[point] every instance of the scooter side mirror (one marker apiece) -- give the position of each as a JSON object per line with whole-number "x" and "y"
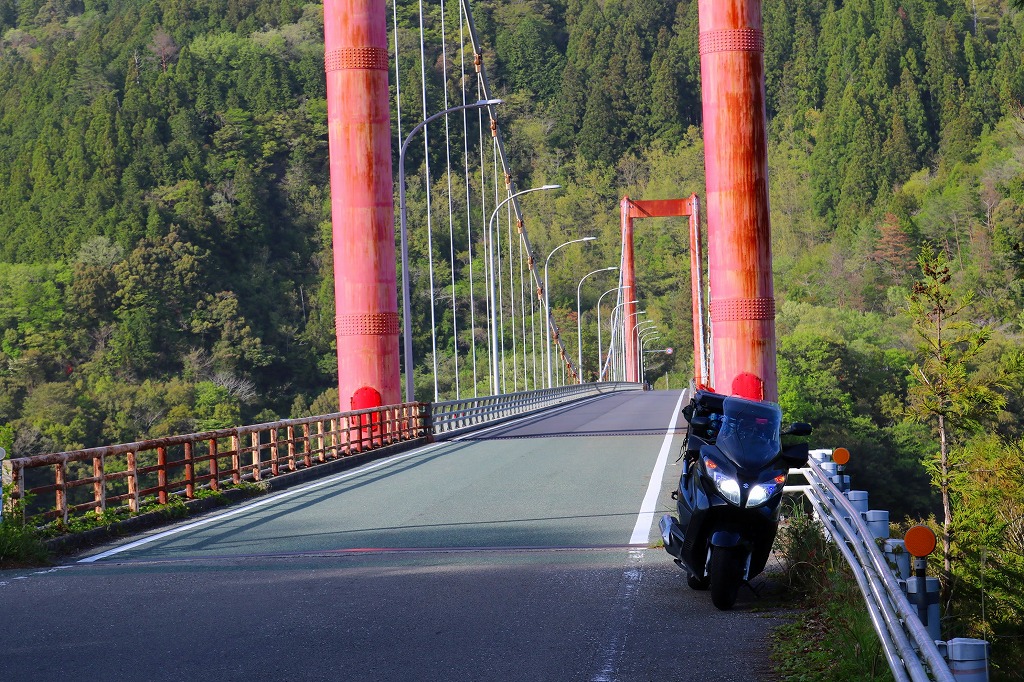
{"x": 796, "y": 456}
{"x": 700, "y": 422}
{"x": 799, "y": 428}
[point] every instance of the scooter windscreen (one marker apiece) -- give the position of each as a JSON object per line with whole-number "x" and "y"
{"x": 750, "y": 432}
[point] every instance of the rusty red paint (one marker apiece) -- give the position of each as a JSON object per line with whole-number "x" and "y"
{"x": 736, "y": 166}
{"x": 361, "y": 198}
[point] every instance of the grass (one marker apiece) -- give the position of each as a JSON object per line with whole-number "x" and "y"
{"x": 832, "y": 637}
{"x": 23, "y": 544}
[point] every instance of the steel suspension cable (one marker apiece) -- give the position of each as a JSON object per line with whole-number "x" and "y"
{"x": 522, "y": 306}
{"x": 497, "y": 135}
{"x": 469, "y": 220}
{"x": 430, "y": 239}
{"x": 497, "y": 273}
{"x": 486, "y": 241}
{"x": 515, "y": 355}
{"x": 448, "y": 158}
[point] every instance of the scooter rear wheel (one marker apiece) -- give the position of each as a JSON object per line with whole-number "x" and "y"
{"x": 726, "y": 576}
{"x": 698, "y": 583}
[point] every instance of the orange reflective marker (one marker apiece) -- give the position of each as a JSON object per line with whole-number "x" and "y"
{"x": 920, "y": 541}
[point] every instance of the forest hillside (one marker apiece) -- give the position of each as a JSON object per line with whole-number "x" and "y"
{"x": 165, "y": 256}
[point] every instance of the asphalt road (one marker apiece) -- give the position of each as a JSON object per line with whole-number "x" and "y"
{"x": 506, "y": 555}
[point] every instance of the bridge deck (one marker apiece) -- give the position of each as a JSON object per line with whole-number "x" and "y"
{"x": 502, "y": 555}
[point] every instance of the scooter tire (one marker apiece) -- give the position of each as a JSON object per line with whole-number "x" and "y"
{"x": 726, "y": 576}
{"x": 695, "y": 583}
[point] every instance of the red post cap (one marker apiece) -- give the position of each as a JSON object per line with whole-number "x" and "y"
{"x": 920, "y": 541}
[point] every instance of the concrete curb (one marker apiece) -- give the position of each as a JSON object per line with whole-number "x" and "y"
{"x": 76, "y": 542}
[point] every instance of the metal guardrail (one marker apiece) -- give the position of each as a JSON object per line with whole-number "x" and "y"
{"x": 909, "y": 649}
{"x": 127, "y": 475}
{"x": 455, "y": 417}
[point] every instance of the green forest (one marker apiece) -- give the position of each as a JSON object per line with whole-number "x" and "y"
{"x": 165, "y": 238}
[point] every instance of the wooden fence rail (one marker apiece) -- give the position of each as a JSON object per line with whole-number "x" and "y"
{"x": 95, "y": 479}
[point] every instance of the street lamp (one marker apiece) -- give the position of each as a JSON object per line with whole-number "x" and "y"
{"x": 599, "y": 351}
{"x": 626, "y": 326}
{"x": 547, "y": 305}
{"x": 580, "y": 316}
{"x": 642, "y": 336}
{"x": 612, "y": 316}
{"x": 491, "y": 258}
{"x": 408, "y": 327}
{"x": 642, "y": 339}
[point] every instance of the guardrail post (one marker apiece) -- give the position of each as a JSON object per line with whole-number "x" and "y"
{"x": 858, "y": 500}
{"x": 968, "y": 658}
{"x": 133, "y": 497}
{"x": 214, "y": 467}
{"x": 236, "y": 459}
{"x": 162, "y": 475}
{"x": 428, "y": 422}
{"x": 897, "y": 558}
{"x": 4, "y": 477}
{"x": 254, "y": 439}
{"x": 921, "y": 590}
{"x": 189, "y": 472}
{"x": 878, "y": 522}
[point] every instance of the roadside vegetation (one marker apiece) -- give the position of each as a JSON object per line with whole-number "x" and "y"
{"x": 832, "y": 637}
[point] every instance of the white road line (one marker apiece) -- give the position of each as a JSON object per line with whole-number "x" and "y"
{"x": 311, "y": 486}
{"x": 641, "y": 531}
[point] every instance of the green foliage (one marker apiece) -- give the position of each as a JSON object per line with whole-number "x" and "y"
{"x": 833, "y": 637}
{"x": 20, "y": 543}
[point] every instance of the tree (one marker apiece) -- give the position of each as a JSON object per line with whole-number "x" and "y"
{"x": 944, "y": 390}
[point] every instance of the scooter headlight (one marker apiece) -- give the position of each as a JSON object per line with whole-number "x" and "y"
{"x": 729, "y": 487}
{"x": 761, "y": 493}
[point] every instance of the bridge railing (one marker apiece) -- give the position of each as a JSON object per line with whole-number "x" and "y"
{"x": 909, "y": 649}
{"x": 130, "y": 475}
{"x": 455, "y": 417}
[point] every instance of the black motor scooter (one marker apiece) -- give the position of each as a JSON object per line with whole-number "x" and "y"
{"x": 734, "y": 469}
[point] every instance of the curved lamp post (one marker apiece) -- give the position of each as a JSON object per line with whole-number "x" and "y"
{"x": 643, "y": 336}
{"x": 491, "y": 259}
{"x": 599, "y": 349}
{"x": 547, "y": 305}
{"x": 612, "y": 316}
{"x": 633, "y": 331}
{"x": 408, "y": 322}
{"x": 580, "y": 316}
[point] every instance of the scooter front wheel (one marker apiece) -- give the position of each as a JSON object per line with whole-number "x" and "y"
{"x": 726, "y": 576}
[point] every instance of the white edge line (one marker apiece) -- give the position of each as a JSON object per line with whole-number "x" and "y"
{"x": 311, "y": 486}
{"x": 641, "y": 531}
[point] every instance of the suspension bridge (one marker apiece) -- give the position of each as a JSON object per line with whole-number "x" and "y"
{"x": 496, "y": 524}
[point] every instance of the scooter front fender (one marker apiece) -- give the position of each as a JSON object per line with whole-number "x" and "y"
{"x": 726, "y": 539}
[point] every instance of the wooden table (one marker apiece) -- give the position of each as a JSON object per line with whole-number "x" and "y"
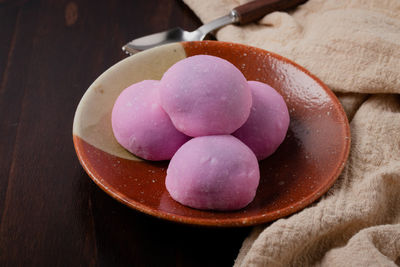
{"x": 51, "y": 213}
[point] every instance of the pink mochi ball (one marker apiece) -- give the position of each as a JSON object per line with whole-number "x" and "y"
{"x": 205, "y": 95}
{"x": 268, "y": 122}
{"x": 141, "y": 126}
{"x": 215, "y": 172}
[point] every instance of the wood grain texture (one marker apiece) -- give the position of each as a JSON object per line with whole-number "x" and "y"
{"x": 51, "y": 213}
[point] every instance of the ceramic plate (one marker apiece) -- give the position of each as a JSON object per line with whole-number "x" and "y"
{"x": 302, "y": 169}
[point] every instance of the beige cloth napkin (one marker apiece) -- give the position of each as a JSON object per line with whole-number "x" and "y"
{"x": 354, "y": 47}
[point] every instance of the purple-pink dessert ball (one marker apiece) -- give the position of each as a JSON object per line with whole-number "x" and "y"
{"x": 215, "y": 172}
{"x": 205, "y": 95}
{"x": 266, "y": 127}
{"x": 141, "y": 126}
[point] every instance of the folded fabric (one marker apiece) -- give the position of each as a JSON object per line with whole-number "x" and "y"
{"x": 354, "y": 47}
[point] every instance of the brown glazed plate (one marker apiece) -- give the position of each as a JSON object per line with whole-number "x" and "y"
{"x": 303, "y": 168}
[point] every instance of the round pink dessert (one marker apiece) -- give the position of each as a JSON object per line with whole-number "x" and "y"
{"x": 215, "y": 172}
{"x": 141, "y": 126}
{"x": 205, "y": 95}
{"x": 268, "y": 122}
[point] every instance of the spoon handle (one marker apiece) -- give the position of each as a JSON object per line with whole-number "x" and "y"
{"x": 255, "y": 10}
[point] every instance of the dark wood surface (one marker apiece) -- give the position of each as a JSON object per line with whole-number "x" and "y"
{"x": 51, "y": 213}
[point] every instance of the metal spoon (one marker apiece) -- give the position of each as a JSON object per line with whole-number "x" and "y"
{"x": 239, "y": 15}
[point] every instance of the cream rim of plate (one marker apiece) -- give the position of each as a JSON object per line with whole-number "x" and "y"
{"x": 92, "y": 121}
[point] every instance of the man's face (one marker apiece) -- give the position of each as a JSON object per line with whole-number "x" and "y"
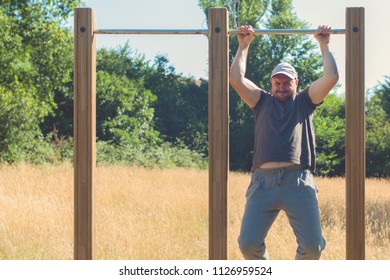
{"x": 283, "y": 87}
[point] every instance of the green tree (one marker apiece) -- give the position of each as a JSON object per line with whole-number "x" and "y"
{"x": 181, "y": 106}
{"x": 377, "y": 135}
{"x": 124, "y": 112}
{"x": 329, "y": 123}
{"x": 266, "y": 52}
{"x": 36, "y": 61}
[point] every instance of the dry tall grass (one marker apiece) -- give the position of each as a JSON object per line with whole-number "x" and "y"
{"x": 160, "y": 214}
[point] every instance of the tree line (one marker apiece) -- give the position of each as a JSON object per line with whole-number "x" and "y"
{"x": 147, "y": 113}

*Task requirements*
Write out exactly the lines from the one that contains "[point] every instance of the brown" through the last line of the data above, both included. Leave every picture out.

*Result of this exercise*
[point] every instance of the brown glazed plate (one marker apiece) -- give the position of each as a JSON object per line with whole-number "x" and "y"
{"x": 303, "y": 168}
[point] every instance of the round pink dessert (one marker apiece) -- give the position of each as a JSON object per line with whole-number "x" and "y"
{"x": 215, "y": 172}
{"x": 141, "y": 126}
{"x": 205, "y": 95}
{"x": 268, "y": 122}
[point] every instance of the spoon handle (one marker apiece) -- give the position of each as a JSON object per line with whole-number "x" and "y"
{"x": 255, "y": 10}
[point] every instance of the dark wood surface (one marker apiece) -- give the position of each as a JSON object per line with whole-number "x" and "y"
{"x": 51, "y": 213}
[point] every instance of the metal spoon (one marker apiece) -- give the position of each as a JSON object per line with whole-number "x" and "y"
{"x": 239, "y": 15}
[point] every instance of the cream rim of plate (one marker apiece) -- give the position of each as a JSON object per line with whole-number "x" and "y"
{"x": 92, "y": 121}
[point] every instance of the man's face (one marker apiece) -- give the position of each as a JSON object per line with whole-number "x" and "y"
{"x": 283, "y": 87}
[point] every instance of the green tree (one marker apiece) -- give the position of each as a JSON object per line with whole-number "x" and "y"
{"x": 181, "y": 106}
{"x": 377, "y": 135}
{"x": 124, "y": 112}
{"x": 329, "y": 123}
{"x": 266, "y": 52}
{"x": 36, "y": 61}
[point] every instance of the dry tall grass (one marker apiece) -- give the position of each as a JSON object per line with whole-number "x" and "y"
{"x": 160, "y": 214}
[point] every instance of the tree line (one marker apiece) -- give the position of each as a JSON object per line with whole-number "x" and "y"
{"x": 147, "y": 113}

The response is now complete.